#### [PASSAGE TO READ]
▼▼▼

The database schema is
CREATE TABLE sites
(
site_id INTEGER PRIMARY KEY AUTOINCREMENT,
netloc TEXT UNIQUE NOT NULL,
last_visited REAL DEFAULT 0,
crawl_rate REAL DEFAULT 2,
crawl_frequency REAL DEFAULT 604800,
robots_txt TEXT DEFAULT 0,
robots_last_fetch REAL DEFAULT 0,
allow_all NUMERIC DEFAULT 0,
disallow_all NUMERIC DEFAULT 0,
active NUMERIC DEFAULT 0
)
CREATE TABLE urls
(
url_id INTEGER PRIMARY KEY AUTOINCREMENT,
site_id INTEGER REFERENCES sites (id) NOT NULL,
scheme TEXT NOT NULL,
path TEXT NOT NULL,
last_visited REAL DEFAULT 0,
UNIQUE( site_id, scheme, path)
)
As you can probably, guess, this is for a web crawler.
I want to get N of the sites that have crawlable urls associated with them and all of the
aforementioned urls. A url is crawlable if url.last_visited + site.crawl_frequency < current_time
where current_time comes from pythons time.time()
function. What I'm looking for will probably begin with something like:
SELECT s.*, u.* FROM sites s, urls u ON s.site_id = u.site_id ...
Beyond that all I can think is that GROUP BY
might have some role to play.

▲▲▲

#### [SET EXERCISE A]
List every column defined in the urls table of the web crawler schema.

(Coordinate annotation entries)
▼▼▼

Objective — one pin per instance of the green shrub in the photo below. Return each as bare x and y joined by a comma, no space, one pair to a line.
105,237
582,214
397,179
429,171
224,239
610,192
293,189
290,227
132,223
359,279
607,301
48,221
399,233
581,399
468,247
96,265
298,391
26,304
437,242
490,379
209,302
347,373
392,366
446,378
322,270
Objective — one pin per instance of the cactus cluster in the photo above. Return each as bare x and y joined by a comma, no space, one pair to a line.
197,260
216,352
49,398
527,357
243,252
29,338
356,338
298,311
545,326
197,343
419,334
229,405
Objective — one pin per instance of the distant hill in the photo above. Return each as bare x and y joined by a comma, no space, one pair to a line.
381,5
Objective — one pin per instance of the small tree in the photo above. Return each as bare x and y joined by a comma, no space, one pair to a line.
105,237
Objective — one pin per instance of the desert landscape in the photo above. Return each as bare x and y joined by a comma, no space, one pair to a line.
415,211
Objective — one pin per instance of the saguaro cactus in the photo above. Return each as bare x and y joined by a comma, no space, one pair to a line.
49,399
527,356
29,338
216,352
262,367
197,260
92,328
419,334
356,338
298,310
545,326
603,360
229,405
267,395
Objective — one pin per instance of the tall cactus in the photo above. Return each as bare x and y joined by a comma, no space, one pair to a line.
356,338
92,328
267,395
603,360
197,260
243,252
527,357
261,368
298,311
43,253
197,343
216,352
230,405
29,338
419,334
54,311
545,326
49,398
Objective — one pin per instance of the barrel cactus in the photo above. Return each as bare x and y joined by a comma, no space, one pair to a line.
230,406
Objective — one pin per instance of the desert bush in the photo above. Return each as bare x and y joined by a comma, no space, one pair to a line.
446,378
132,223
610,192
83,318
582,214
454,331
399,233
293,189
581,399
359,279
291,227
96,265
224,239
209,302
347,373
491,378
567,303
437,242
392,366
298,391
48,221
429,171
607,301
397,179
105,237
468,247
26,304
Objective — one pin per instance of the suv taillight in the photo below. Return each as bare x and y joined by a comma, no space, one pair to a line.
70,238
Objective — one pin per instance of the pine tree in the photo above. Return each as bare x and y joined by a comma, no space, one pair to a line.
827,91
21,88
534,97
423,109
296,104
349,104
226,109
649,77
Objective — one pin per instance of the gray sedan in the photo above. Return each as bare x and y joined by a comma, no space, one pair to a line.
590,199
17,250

▲▲▲

#### [SET EXERCISE B]
Quote the stretch of entries from the line containing "Objective — one pin per instance of the desert bush" through the end of the entries.

#### [WORKED ANSWER A]
url_id
site_id
scheme
path
last_visited

#### [WORKED ANSWER B]
Objective — one pin per instance of the desert bush in the photo above. Return each as bare x and y joined by a comma, no space, one pair to a line.
446,378
132,223
610,192
83,318
582,214
454,331
399,233
293,189
581,399
359,279
291,227
96,265
224,239
209,302
347,373
491,378
567,303
437,242
392,366
298,391
48,221
429,171
607,301
397,179
105,237
468,247
26,304
Objective — one pin per instance of the suv taillight in the photo below. Return each as bare x and y joined by a comma, no space, one pair to a line.
70,238
Objective — one pin per instance of the pine tree in the photo above. Return each as bare x and y joined by a comma, no space, one pair to a line.
827,91
21,88
534,97
423,109
296,104
349,104
226,109
649,77
Objective — one pin per instance of the gray sedan in the photo above. Return each as bare x and y joined by a comma, no space, one pair to a line.
590,199
17,250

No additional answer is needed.